▶ [Page extract]:
Commit Graph

14314 Commits

Author SHA1 Message Date
Steven Rostedt
7bcfaf54f5 tracing: Add trace_options kernel command line parameter
Add trace_options to the kernel command line parameter to be able to
set options at early boot. For example, to enable stack dumps of
events, add the following:

  trace_options=stacktrace

This along with the trace_event option, you can get not only
traces of the events but also the stack dumps with them.

Requested-by: Frederic Weisbecker <fweisbec@gmail.com>
Cc: Peter Zijlstra <a.p.zijlstra@chello.nl>
Cc: Thomas Gleixner <tglx@linutronix.de>
Signed-off-by: Steven Rostedt <rostedt@goodmis.org>
2012-11-02 10:21:53 -04:00
Steven Rostedt
0d5c6e1c19 tracing: Use irq_work for wake ups and remove *_nowake_*() functions
Have the ring buffer commit function use the irq_work infrastructure to
wake up any waiters waiting on the ring buffer for new data. The irq_work
was created for such a purpose, where doing the actual wake up at the
time of adding data is too dangerous, as an event or function trace may
be in the midst of the work queue locks and cause deadlocks. The irq_work
will either delay the action to the next timer interrupt, or trigger an IPI
to itself forcing an interrupt to do the work (in a safe location).

With irq_work, all ring buffer commits can safely do wakeups, removing
the need for the ring buffer commit "nowake" variants, which were used
by events and function tracing. All commits can now safely use the
normal commit, and the "nowake" variants can be removed.

▶ [Extracted records]:
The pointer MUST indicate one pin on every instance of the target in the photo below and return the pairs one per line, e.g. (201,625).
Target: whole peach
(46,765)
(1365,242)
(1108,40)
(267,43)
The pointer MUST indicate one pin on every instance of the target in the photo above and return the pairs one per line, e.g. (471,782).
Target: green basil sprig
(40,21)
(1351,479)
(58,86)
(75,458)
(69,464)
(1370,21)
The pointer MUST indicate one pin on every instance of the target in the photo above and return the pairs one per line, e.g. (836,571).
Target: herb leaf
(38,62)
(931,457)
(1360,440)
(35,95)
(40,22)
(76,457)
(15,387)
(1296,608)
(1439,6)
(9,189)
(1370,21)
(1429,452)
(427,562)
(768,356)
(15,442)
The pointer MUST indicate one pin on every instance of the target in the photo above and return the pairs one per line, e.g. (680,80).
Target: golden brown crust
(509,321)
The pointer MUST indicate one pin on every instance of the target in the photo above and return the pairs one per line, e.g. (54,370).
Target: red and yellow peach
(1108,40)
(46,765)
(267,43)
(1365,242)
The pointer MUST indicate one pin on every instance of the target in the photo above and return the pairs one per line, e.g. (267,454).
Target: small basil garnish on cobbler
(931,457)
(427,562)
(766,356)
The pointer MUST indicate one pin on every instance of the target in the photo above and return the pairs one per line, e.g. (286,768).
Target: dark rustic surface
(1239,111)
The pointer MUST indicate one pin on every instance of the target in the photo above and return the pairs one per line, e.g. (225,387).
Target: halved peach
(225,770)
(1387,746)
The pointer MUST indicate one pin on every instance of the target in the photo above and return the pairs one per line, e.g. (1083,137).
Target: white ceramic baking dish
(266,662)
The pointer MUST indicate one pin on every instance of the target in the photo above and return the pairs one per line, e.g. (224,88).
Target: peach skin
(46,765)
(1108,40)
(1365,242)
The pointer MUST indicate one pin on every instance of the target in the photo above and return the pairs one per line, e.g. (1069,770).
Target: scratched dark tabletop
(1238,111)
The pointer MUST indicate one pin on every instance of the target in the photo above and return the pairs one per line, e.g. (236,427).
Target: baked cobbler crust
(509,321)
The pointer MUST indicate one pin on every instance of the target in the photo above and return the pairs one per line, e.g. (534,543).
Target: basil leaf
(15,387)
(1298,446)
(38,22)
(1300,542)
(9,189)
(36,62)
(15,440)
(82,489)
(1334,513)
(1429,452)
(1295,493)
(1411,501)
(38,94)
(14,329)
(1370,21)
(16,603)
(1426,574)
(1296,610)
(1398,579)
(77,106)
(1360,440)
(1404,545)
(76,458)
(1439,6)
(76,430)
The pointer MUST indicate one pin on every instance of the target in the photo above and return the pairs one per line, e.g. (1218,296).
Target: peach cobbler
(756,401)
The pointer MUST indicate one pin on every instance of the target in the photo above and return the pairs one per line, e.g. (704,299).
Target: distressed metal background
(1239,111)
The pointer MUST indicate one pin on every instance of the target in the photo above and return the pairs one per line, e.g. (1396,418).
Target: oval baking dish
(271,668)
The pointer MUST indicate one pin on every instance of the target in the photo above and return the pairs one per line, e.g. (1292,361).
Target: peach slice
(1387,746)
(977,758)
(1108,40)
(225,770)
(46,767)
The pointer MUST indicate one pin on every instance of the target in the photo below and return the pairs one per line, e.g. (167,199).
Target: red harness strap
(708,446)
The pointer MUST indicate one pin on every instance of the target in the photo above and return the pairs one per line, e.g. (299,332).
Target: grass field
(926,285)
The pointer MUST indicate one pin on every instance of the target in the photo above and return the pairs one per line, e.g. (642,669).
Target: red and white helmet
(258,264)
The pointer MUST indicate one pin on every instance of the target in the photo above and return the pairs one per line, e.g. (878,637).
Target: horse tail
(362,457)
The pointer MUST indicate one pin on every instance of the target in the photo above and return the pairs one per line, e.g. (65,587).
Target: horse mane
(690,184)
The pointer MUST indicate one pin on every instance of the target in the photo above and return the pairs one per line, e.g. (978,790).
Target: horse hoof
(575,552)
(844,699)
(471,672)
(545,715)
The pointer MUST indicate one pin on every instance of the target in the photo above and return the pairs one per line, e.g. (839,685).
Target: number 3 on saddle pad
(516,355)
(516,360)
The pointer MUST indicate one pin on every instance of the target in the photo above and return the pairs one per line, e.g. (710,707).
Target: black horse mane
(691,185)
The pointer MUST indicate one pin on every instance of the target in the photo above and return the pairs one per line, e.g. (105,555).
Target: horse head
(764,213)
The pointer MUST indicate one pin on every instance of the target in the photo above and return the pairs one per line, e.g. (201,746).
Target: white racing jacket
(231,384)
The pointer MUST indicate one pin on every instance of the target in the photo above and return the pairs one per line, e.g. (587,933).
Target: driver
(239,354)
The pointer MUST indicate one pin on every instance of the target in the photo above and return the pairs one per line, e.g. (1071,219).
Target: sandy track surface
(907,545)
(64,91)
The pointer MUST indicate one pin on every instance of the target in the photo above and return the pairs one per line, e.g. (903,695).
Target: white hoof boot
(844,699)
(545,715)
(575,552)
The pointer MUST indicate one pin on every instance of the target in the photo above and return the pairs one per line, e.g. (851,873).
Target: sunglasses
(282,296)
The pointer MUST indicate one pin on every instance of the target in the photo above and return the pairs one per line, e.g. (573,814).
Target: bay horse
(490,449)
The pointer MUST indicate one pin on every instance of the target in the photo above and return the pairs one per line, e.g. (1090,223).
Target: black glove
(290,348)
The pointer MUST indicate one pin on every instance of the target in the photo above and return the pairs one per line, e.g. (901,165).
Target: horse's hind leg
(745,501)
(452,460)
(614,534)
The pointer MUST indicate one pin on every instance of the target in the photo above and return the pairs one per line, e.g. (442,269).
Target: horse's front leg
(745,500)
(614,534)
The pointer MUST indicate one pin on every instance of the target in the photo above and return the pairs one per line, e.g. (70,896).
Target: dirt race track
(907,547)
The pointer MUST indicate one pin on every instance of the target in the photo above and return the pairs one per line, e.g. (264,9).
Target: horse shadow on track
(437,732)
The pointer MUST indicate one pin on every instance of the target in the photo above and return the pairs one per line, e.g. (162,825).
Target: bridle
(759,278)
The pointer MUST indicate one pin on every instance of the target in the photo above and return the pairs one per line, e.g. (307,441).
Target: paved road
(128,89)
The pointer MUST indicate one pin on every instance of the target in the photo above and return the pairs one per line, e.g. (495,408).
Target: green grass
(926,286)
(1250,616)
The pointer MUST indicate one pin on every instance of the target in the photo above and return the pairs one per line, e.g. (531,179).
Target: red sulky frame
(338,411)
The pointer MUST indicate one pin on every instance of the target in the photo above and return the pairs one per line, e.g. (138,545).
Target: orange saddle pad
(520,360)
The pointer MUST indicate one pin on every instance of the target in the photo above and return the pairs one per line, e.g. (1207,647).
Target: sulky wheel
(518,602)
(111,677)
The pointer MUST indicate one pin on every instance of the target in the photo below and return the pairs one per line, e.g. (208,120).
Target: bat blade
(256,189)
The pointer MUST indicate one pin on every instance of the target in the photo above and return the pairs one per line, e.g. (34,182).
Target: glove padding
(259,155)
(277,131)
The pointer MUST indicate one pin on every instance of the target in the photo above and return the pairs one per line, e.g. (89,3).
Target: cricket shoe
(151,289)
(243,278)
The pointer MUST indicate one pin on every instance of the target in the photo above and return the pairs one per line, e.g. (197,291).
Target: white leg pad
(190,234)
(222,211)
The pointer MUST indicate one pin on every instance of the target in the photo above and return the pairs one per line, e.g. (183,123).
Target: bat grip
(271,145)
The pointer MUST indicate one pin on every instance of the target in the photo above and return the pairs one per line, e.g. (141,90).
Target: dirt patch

▶ [Directions]:
1. Why does the commit log have the ring buffer commit use irq_work for wake-ups instead of doing them when data is added? Answer in one to three sentences.
2. How many lines of the records contain the string "white"? Case counts. Tally them and reply with the number alone.

▶ [Exercise responses]:
1. Waking up at the moment data is added is too dangerous, because an event or function trace may be in the midst of the work queue locks and cause deadlocks. irq_work instead delays the action to the next timer interrupt or triggers an IPI to itself, so the work is done in a safe location.

2. 5